X is the tenth studio album by American progressive rock band Spock's Beard. Similar to what Marillion did for Anoraknophobia, the album was funded by pre-orders of a limited edition of the album before the album was recorded. Those who ordered the album's "Ultra Package" had their names listed in the CD booklet and included as part of the track "Their Names Escape Me", which is exclusive to the limited edition. The album was released independently in May 2010. A retail and digital release with Mascot Records was released in August 2010. This album is the last studio album recorded with Nick D'Virgilio performing lead vocals, who left the band on November 18, 2011, to focus on other commitments. He rejoined the band in 2017 to play on the Noise Floor release, however his future in the band remains unknown.

Track listing

Notes
The above track listing is for the special edition. There are a few changes with the standard edition:

 "The Emperor's Clothes" and "Kamikaze" are swapped over in the track listing.
 "From the Darkness" has a slightly longer running time of 17:09.

**To be done**
• a. Reproduce the passage of the Spock's Beard album text from "X is the tenth" to "band remains unknown.".
• b. Answer these questions using the Spock's Beard album text:
(i) In what month and year was the album released independently?
(ii) On what date did Nick D'Virgilio leave the band?
(iii) What is the running time of "From the Darkness" on the standard edition?

**Excerpted records**
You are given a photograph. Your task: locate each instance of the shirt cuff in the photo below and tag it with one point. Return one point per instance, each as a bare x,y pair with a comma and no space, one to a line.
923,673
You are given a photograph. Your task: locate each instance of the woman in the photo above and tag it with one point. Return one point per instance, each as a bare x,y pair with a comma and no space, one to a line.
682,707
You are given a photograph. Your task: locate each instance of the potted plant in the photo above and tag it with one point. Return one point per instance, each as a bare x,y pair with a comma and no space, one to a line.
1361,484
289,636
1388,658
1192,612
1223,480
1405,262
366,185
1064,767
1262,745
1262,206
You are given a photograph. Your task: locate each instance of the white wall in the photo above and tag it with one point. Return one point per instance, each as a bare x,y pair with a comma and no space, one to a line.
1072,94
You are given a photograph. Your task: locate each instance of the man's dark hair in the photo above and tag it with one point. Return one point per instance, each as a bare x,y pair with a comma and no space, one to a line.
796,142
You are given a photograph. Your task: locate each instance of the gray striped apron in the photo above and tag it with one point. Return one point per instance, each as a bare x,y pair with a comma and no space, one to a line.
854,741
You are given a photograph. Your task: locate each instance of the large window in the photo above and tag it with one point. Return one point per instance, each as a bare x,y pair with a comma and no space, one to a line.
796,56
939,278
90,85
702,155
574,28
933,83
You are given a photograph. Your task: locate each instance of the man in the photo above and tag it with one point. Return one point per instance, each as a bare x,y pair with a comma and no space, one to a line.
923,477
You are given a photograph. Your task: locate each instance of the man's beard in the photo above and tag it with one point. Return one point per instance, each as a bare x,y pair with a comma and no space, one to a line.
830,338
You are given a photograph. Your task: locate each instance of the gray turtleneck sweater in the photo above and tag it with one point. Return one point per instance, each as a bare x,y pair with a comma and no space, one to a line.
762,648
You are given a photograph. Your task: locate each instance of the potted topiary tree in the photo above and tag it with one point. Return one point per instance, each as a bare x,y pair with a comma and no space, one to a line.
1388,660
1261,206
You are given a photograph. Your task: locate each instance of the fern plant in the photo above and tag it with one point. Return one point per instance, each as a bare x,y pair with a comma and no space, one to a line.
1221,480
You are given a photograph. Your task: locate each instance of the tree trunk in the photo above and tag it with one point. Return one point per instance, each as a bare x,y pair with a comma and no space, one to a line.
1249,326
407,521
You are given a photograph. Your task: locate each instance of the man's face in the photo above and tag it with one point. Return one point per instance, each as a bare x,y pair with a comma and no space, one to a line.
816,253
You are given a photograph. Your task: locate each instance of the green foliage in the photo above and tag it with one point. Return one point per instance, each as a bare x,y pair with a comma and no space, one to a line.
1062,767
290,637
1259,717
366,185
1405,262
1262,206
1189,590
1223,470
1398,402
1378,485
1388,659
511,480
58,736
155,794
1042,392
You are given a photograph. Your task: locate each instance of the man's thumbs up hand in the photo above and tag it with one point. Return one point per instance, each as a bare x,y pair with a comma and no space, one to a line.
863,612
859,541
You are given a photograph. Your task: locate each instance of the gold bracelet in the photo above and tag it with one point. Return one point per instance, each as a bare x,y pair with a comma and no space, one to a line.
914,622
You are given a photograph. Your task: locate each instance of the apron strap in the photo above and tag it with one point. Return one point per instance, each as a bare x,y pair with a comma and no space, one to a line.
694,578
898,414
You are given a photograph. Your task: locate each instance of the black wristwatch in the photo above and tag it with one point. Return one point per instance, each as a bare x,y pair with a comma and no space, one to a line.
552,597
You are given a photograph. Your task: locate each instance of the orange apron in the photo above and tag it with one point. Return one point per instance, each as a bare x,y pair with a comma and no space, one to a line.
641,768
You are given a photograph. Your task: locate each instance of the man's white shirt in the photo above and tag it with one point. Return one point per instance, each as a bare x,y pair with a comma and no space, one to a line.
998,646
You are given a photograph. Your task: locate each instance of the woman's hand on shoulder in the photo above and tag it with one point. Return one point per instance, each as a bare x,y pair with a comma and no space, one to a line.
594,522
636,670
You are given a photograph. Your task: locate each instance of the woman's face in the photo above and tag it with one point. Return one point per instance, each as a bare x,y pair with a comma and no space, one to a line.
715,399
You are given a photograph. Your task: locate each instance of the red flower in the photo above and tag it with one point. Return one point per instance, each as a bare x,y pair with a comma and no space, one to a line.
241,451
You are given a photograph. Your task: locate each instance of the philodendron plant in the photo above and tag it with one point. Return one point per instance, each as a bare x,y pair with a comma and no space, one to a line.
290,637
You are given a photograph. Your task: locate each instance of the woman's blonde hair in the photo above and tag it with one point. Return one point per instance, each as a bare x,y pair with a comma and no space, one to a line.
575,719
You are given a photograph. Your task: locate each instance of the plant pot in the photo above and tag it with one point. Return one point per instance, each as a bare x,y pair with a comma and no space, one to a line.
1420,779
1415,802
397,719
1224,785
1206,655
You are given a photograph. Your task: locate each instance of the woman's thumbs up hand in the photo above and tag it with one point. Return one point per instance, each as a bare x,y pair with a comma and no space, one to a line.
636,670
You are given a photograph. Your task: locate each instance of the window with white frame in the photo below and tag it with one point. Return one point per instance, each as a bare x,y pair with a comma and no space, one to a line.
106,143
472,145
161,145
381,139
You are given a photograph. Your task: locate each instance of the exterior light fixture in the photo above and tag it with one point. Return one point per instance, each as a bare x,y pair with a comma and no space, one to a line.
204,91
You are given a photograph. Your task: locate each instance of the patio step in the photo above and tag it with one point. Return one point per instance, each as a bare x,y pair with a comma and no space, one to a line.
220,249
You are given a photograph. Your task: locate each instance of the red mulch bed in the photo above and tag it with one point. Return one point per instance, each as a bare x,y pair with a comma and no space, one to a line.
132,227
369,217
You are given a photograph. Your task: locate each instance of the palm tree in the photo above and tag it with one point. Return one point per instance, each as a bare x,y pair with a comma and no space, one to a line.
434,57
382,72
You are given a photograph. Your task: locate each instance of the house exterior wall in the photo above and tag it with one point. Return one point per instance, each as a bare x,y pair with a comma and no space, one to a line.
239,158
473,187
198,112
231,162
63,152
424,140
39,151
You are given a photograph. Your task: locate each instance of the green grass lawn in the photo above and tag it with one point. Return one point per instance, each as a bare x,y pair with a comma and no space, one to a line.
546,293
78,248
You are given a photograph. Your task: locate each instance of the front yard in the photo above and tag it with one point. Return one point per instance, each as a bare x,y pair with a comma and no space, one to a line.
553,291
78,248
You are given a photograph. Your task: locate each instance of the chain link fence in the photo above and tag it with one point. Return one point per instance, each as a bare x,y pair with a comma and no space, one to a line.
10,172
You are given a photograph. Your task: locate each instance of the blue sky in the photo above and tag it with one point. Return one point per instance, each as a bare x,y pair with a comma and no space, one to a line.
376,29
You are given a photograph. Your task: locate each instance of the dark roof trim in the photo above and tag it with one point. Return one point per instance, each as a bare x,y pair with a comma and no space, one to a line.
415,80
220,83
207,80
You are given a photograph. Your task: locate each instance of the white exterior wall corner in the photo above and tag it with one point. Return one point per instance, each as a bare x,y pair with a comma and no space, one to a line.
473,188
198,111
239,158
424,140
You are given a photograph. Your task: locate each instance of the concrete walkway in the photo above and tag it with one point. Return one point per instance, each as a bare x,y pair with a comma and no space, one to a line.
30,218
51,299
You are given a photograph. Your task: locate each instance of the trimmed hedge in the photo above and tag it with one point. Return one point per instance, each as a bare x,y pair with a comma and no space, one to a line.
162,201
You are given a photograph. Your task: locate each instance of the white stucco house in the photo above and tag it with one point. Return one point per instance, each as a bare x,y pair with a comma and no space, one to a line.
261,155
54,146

**Task answers**
• a.
X is the tenth studio album by American progressive rock band Spock's Beard. Similar to what Marillion did for Anoraknophobia, the album was funded by pre-orders of a limited edition of the album before the album was recorded. Those who ordered the album's "Ultra Package" had their names listed in the CD booklet and included as part of the track "Their Names Escape Me", which is exclusive to the limited edition. The album was released independently in May 2010. A retail and digital release with Mascot Records was released in August 2010. This album is the last studio album recorded with Nick D'Virgilio performing lead vocals, who left the band on November 18, 2011, to focus on other commitments. He rejoined the band in 2017 to play on the Noise Floor release, however his future in the band remains unknown.

• b.
(i) May 2010
(ii) November 18, 2011
(iii) 17:09